TEXTE SOURCE:
※ ※ ※

La république est proclamée le 4 septembre, et La Marseillaise, c’est reparti?

Juste un numéro, isolé, sans suite semble-t-il, et plutôt rare. Il y en a au moins un exemplaire à la Bibliothèque historique de la Ville de Paris — mais je n’en vois pas dans le catalogue de la Bibliothèque nationale de France.

Il porte le numéro 1, il est daté du 9 septembre — donc, selon l’usage, paru le 8 (et écrit le 7). Le secrétaire de rédaction est Eugène Mourot, le gérant Barberet, c’est bien La Marseillaise. Toute la une paraît sous le gros titre

Vive la République démocratique et sociale.

Rochefort n’est pourtant pas le rédacteur en chef, mais il adoube Paschal Grousset, tout en haut de la une, en ces termes:

Mon cher ami,

Vous comprendrez que tant que je ferai partie du Gouvernement provisoire je ne pourrai prendre aucune part à la rédaction de la Marseillaise.

Veuillez vous entendre avec nos collaborateurs pour assurer la réapparition du journal; après quoi vous vous lancerez dans la polémique sous le titre avec lequel nous avons combattu ensemble.

Tout à vous

H. Rochefort

Eh oui! Rochefort fait partie du provisoire gouvernement surgi de nulle part qui s’est donné le pouvoir le 4 septembre. Aucun doute, on l’a mis là pour le faire taire. Et ça marche.

※ ※ ※

CONSIGNE A:
Recopiez du listing ci-dessous chaque ligne où figure la chaîne « column ».

※ ※ ※

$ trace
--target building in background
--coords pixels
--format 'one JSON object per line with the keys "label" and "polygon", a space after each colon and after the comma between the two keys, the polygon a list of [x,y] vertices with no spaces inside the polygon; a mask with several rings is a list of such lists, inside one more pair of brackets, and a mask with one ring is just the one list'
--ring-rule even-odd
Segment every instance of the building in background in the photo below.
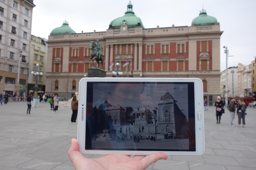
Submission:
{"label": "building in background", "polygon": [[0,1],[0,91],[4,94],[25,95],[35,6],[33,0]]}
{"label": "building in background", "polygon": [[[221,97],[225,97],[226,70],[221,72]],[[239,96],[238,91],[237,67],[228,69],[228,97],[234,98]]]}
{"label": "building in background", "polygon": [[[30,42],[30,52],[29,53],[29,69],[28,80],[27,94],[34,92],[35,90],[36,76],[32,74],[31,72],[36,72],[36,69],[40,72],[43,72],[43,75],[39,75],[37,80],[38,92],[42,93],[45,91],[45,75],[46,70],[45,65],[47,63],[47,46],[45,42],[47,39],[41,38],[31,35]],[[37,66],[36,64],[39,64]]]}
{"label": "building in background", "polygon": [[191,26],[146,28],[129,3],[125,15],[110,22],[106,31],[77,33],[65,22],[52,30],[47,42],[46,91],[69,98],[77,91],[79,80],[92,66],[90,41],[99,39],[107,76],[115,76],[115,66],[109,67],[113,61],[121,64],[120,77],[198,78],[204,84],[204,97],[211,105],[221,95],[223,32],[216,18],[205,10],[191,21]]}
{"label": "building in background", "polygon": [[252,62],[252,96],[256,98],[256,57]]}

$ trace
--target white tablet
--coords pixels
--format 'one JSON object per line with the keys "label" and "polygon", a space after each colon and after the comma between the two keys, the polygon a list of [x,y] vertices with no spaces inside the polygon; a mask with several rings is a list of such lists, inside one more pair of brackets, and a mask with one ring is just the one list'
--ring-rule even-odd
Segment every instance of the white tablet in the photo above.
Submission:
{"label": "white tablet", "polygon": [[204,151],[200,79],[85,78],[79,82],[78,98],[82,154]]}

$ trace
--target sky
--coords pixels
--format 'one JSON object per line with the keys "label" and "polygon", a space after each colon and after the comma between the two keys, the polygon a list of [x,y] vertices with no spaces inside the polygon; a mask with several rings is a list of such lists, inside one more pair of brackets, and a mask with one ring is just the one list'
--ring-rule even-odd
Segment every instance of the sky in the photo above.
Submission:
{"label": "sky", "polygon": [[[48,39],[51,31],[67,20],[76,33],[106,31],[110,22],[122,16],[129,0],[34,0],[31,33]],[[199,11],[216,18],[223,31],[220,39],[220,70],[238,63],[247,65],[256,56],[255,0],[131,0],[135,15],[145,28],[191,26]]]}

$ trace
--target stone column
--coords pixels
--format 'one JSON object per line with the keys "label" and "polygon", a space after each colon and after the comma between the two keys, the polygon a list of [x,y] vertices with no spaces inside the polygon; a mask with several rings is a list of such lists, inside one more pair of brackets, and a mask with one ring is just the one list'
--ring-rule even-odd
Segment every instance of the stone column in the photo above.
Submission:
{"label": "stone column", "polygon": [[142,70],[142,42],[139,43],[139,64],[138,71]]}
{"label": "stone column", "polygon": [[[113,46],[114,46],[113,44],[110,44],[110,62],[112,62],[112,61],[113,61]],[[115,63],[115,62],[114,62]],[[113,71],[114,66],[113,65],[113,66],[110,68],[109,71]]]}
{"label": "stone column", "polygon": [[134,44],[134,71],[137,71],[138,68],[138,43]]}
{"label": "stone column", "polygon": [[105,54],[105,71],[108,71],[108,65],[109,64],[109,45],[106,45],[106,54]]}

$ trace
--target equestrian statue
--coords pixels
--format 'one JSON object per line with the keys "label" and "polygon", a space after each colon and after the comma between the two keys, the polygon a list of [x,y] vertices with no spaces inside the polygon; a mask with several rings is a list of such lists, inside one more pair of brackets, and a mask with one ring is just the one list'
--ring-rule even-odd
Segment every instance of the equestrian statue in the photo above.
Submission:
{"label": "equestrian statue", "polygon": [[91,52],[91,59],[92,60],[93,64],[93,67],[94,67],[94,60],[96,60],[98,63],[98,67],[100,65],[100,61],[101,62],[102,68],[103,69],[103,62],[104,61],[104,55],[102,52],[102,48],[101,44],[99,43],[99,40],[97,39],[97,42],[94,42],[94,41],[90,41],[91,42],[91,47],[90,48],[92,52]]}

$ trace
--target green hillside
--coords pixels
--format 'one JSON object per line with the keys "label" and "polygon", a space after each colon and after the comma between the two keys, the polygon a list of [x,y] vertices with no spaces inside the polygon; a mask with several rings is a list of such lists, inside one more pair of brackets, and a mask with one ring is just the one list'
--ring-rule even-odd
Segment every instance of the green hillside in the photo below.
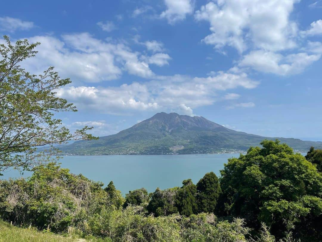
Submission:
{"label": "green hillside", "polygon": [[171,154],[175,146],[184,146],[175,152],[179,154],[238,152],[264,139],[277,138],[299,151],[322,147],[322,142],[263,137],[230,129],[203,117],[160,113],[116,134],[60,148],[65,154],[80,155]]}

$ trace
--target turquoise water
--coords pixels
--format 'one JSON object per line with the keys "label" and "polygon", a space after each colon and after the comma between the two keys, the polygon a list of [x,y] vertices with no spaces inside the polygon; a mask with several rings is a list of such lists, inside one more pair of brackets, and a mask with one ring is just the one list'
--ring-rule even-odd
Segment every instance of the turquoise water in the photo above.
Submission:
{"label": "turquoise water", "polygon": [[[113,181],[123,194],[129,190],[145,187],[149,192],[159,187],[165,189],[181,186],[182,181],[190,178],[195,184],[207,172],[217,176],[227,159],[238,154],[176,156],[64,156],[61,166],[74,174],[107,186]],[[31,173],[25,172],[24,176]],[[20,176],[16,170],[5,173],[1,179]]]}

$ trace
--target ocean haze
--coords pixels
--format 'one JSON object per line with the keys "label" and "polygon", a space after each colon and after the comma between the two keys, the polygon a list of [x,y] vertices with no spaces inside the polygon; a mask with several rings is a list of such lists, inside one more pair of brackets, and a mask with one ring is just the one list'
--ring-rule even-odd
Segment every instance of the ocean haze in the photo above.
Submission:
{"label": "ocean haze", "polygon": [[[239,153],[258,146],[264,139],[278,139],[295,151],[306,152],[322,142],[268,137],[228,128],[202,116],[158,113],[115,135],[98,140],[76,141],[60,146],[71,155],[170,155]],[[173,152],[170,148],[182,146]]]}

※ ※ ※

CONSIGNE B:
Résumez en deux phrases le texte sur La Marseillaise qui figure plus haut.

RÉPONSE ATTENDUE A:
--target stone column
Segment every instance of the stone column in the photo above.
{"label": "stone column", "polygon": [[142,70],[142,42],[139,43],[139,64],[138,71]]}
{"label": "stone column", "polygon": [[[113,46],[114,46],[113,44],[110,44],[110,62],[112,62],[112,61],[113,61]],[[115,63],[115,62],[114,62]],[[113,71],[114,66],[113,65],[113,66],[110,68],[109,71]]]}
{"label": "stone column", "polygon": [[134,44],[134,71],[137,71],[138,68],[138,43]]}
{"label": "stone column", "polygon": [[105,54],[105,71],[108,71],[108,65],[109,64],[109,45],[106,45],[106,54]]}

RÉPONSE ATTENDUE B:
Un numéro 1 de La Marseillaise, isolé et plutôt rare, daté du 9 septembre, paraît sous le gros titre « Vive la République démocratique et sociale », avec Eugène Mourot comme secrétaire de rédaction et Barberet comme gérant. Rochefort, membre du Gouvernement provisoire, n'en est pas le rédacteur en chef et charge Paschal Grousset, dans une lettre publiée en haut de la une, d'assurer la réapparition du journal.